## Natural language region descriptions
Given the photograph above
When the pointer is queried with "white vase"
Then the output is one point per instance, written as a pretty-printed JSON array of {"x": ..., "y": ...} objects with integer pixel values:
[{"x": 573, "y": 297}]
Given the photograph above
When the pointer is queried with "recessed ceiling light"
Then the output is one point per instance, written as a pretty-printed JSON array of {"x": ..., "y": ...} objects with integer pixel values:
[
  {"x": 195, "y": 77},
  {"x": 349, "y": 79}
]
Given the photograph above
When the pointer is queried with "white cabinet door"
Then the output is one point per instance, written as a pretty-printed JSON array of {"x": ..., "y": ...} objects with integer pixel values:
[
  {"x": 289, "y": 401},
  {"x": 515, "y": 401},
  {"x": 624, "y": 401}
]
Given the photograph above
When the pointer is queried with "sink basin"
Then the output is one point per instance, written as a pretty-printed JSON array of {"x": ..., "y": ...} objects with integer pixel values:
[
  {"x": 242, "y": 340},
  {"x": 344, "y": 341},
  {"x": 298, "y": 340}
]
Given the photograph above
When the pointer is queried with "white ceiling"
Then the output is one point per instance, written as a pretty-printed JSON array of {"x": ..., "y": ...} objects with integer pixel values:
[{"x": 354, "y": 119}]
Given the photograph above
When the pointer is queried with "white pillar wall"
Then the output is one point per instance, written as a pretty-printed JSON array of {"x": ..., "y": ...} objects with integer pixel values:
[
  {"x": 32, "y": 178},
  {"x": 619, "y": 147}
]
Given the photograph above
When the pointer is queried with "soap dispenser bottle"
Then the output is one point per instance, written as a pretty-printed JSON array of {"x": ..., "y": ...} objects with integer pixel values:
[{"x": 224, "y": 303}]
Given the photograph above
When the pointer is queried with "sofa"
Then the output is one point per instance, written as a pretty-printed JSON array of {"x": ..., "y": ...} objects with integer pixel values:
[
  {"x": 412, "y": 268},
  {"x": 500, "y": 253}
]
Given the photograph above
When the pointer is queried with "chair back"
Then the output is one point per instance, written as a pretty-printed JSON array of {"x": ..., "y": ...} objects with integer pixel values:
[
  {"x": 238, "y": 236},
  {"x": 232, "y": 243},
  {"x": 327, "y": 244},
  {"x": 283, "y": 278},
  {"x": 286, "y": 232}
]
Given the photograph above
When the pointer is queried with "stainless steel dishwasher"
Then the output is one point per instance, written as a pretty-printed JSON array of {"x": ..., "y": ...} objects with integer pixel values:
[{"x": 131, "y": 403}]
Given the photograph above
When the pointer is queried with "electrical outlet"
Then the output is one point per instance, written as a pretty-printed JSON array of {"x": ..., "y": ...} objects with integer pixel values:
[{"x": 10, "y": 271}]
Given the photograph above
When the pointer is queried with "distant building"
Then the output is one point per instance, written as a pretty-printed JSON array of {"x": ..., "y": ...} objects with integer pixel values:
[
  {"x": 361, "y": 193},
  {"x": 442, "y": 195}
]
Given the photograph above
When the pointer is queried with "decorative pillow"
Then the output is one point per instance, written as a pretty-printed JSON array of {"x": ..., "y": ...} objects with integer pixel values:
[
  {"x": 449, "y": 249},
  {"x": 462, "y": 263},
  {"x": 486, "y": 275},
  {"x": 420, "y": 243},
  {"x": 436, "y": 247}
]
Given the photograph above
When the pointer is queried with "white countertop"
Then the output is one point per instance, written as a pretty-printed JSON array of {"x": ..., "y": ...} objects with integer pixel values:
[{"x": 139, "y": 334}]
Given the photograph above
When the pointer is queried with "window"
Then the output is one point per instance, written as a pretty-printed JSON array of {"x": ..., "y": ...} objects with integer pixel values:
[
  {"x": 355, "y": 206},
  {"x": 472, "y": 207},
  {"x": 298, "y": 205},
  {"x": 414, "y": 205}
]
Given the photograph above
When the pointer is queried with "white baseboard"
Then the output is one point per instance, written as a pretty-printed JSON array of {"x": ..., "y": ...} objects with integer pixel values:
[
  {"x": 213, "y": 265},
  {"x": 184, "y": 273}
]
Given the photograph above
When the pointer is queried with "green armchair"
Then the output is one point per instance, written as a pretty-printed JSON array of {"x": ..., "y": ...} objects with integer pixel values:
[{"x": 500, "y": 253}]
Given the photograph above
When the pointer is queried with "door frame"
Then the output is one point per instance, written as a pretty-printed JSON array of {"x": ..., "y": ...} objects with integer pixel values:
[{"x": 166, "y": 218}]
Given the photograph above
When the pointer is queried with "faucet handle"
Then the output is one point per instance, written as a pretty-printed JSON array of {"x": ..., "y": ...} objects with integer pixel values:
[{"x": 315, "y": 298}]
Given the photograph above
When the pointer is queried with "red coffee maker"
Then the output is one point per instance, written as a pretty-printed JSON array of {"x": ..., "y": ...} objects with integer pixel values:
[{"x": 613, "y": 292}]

## ASSIGNED TASK
All of the lines above must be returned exactly.

## RESPONSE
Given the photograph above
When the pointer is queried with "white vase"
Then the output is one point per instance, written as a pretty-printed JSON array of {"x": ..., "y": ...} objects with integer pixel values:
[{"x": 573, "y": 297}]
Given the photograph above
When the pointer is queried with "recessed ceiling light"
Then the output is one point per instance, written as a pretty-printed JSON array of {"x": ..., "y": ...} objects with integer pixel values:
[
  {"x": 195, "y": 77},
  {"x": 349, "y": 79}
]
Given the photograph above
When the pointer is queried with "white cabinet door"
Then the output is one point per instance, written as a pretty-printed JSON array of {"x": ..., "y": ...} objects with integer pixel values:
[
  {"x": 289, "y": 401},
  {"x": 515, "y": 401},
  {"x": 624, "y": 401}
]
Given the photograph above
When the pointer is queried with "sink basin"
Then the output is one point per instance, written as a pretty-printed JSON array of {"x": ..., "y": ...} objects with integer pixel values:
[
  {"x": 242, "y": 340},
  {"x": 344, "y": 341},
  {"x": 298, "y": 340}
]
Given the photograph above
When the pointer is queried with "white ceiling"
Then the output is one point per instance, written as a pretty-printed JSON array of {"x": ..., "y": ...} objects with integer pixel values:
[{"x": 354, "y": 119}]
Given the photograph above
When the pointer is queried with "white pillar wall"
Then the output is one point per instance, written as a pretty-printed JSON array of {"x": ..., "y": ...} objects with integer pixel values:
[
  {"x": 32, "y": 178},
  {"x": 619, "y": 147}
]
Given the photograph above
When the pointer is queried with "soap dispenser bottle"
Then the output is one point per instance, written as a pretty-printed JSON array of {"x": ..., "y": ...} objects with integer pixel values:
[{"x": 224, "y": 303}]
Given the photograph above
When the pointer is queried with "sofa"
Then the output is one point per instance, written as a pretty-printed JSON array of {"x": ..., "y": ...} objects with integer pixel values:
[
  {"x": 412, "y": 268},
  {"x": 500, "y": 253}
]
Given the photograph above
When the pointer is queried with "chair back"
Then the output is one point per instance, written as a pretty-printed JSON array of {"x": ..., "y": ...} objects with integer pixel values:
[
  {"x": 238, "y": 236},
  {"x": 232, "y": 243},
  {"x": 327, "y": 244},
  {"x": 283, "y": 278},
  {"x": 286, "y": 232}
]
Given the photograph above
When the pointer is queried with "stainless steel dishwasher"
Then the output is one point per instance, written as a pretty-printed JSON array of {"x": ..., "y": ...} objects with integer pixel values:
[{"x": 131, "y": 403}]
Given the photograph above
When the pointer is queried with "electrical outlet"
Then the output is one point per instance, written as a pretty-printed JSON array of {"x": ..., "y": ...} objects with integer pixel values:
[{"x": 10, "y": 271}]
Given the photograph above
When the pointer is queried with "distant building"
Then the output is one point per instance, written as a pretty-printed JSON array of {"x": ..., "y": ...} objects with integer pixel values:
[
  {"x": 361, "y": 193},
  {"x": 442, "y": 195}
]
Given the photograph above
When the pointer is queried with "decorative pillow"
Then the output is one point per instance, written as a pretty-printed JSON array of {"x": ..., "y": ...} objects with integer pixel values:
[
  {"x": 449, "y": 249},
  {"x": 462, "y": 263},
  {"x": 486, "y": 275},
  {"x": 420, "y": 243},
  {"x": 436, "y": 247}
]
Given the photograph above
When the pointer is queried with "white countertop"
Then the output is one point per instance, written as a pretty-printed JSON array of {"x": ..., "y": ...} objects with integer pixel values:
[{"x": 139, "y": 334}]
Given the photograph above
When the pointer is queried with "window"
Then the output is one point per instance, written as a pretty-printed JSON array of {"x": ..., "y": ...} objects with integer pixel values:
[
  {"x": 355, "y": 206},
  {"x": 472, "y": 207},
  {"x": 298, "y": 205},
  {"x": 414, "y": 205}
]
Given the photograph above
When the pointer is queried with "white baseboard"
Then the output is one point per instance, written as a pretty-printed JSON array of {"x": ..., "y": ...} objects with integer pixel values:
[
  {"x": 213, "y": 265},
  {"x": 184, "y": 273}
]
Given the photograph above
When the pointer is queried with "green armchair"
Then the output is one point per instance, written as a pretty-printed JSON array of {"x": ..., "y": ...} objects with integer pixel values:
[{"x": 500, "y": 253}]
Given the photograph above
When the pointer is queried with "door frame"
Then the output is one point per instance, written as a pretty-printed JSON array of {"x": ..., "y": ...} objects with integer pixel values:
[{"x": 166, "y": 218}]
Given the photograph above
When the pointer is queried with "faucet handle"
Then the output is one point per instance, written as a pretty-printed JSON array of {"x": ..., "y": ...} objects with integer pixel values:
[{"x": 315, "y": 298}]
Given the photograph above
When the pointer is queried with "red coffee maker"
Then the output is one point per instance, written as a pretty-printed JSON array of {"x": ..., "y": ...} objects with integer pixel values:
[{"x": 613, "y": 292}]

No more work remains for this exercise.